Rows from a dataset:
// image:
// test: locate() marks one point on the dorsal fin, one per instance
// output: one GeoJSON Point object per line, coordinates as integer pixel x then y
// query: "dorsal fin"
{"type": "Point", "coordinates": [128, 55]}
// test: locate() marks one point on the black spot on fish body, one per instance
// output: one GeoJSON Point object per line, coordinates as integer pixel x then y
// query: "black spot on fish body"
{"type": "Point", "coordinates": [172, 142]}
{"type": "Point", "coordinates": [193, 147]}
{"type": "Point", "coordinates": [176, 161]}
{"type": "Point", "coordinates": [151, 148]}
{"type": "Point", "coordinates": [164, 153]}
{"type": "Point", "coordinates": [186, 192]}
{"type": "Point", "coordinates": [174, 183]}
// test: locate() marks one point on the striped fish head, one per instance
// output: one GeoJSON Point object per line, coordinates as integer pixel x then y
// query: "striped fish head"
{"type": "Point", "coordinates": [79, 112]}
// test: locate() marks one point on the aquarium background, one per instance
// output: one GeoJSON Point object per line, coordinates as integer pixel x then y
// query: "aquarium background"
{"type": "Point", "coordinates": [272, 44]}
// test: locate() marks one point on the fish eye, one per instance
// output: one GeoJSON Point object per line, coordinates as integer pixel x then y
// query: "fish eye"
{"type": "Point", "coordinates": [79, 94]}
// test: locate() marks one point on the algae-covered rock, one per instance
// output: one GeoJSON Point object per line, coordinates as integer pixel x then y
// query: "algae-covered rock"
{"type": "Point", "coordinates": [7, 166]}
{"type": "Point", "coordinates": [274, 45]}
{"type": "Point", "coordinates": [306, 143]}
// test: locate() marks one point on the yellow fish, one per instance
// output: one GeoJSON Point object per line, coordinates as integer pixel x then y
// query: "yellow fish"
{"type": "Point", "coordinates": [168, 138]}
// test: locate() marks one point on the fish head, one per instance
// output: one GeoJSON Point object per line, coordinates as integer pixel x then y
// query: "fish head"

The exercise: Reproduce every line of the data above verbatim, changing nothing.

Task output:
// image:
// test: locate() marks one point on the dorsal fin, one per instance
// output: one GeoJSON Point object per line, coordinates as integer pixel x then y
// query: "dorsal fin"
{"type": "Point", "coordinates": [128, 55]}
// test: locate() marks one point on the black spot on fish body, one per instance
// output: one GeoJSON Point object per line, coordinates as integer pixel x then y
// query: "black spot on fish body"
{"type": "Point", "coordinates": [172, 142]}
{"type": "Point", "coordinates": [193, 147]}
{"type": "Point", "coordinates": [176, 161]}
{"type": "Point", "coordinates": [151, 148]}
{"type": "Point", "coordinates": [164, 153]}
{"type": "Point", "coordinates": [186, 192]}
{"type": "Point", "coordinates": [174, 183]}
// test: locate() marks one point on the striped fish head, one per instance
// output: one GeoJSON Point object per line, coordinates as integer pixel x then y
// query: "striped fish head"
{"type": "Point", "coordinates": [79, 112]}
// test: locate() marks one point on the aquarium background, one per instance
// output: one GeoJSON Point object per line, coordinates as integer pixel x then y
// query: "aquarium background"
{"type": "Point", "coordinates": [272, 44]}
// test: locate() marks one point on the fish eye, one per instance
// output: one GeoJSON Point object per line, coordinates as integer pixel x then y
// query: "fish eye"
{"type": "Point", "coordinates": [79, 94]}
// test: locate() marks one point on the algae-covered rock, one per instance
// output: one GeoJSON Point object per line, coordinates as integer pixel x then y
// query: "algae-covered rock"
{"type": "Point", "coordinates": [7, 166]}
{"type": "Point", "coordinates": [274, 45]}
{"type": "Point", "coordinates": [306, 143]}
// test: locate() marks one point on the yellow fish, one per instance
// output: one GeoJSON Point object per line, coordinates as integer pixel x then y
// query: "yellow fish"
{"type": "Point", "coordinates": [168, 138]}
// test: locate() marks one point on the fish head, one per instance
// output: one GeoJSON Point object per line, coordinates as integer pixel x then y
// query: "fish head"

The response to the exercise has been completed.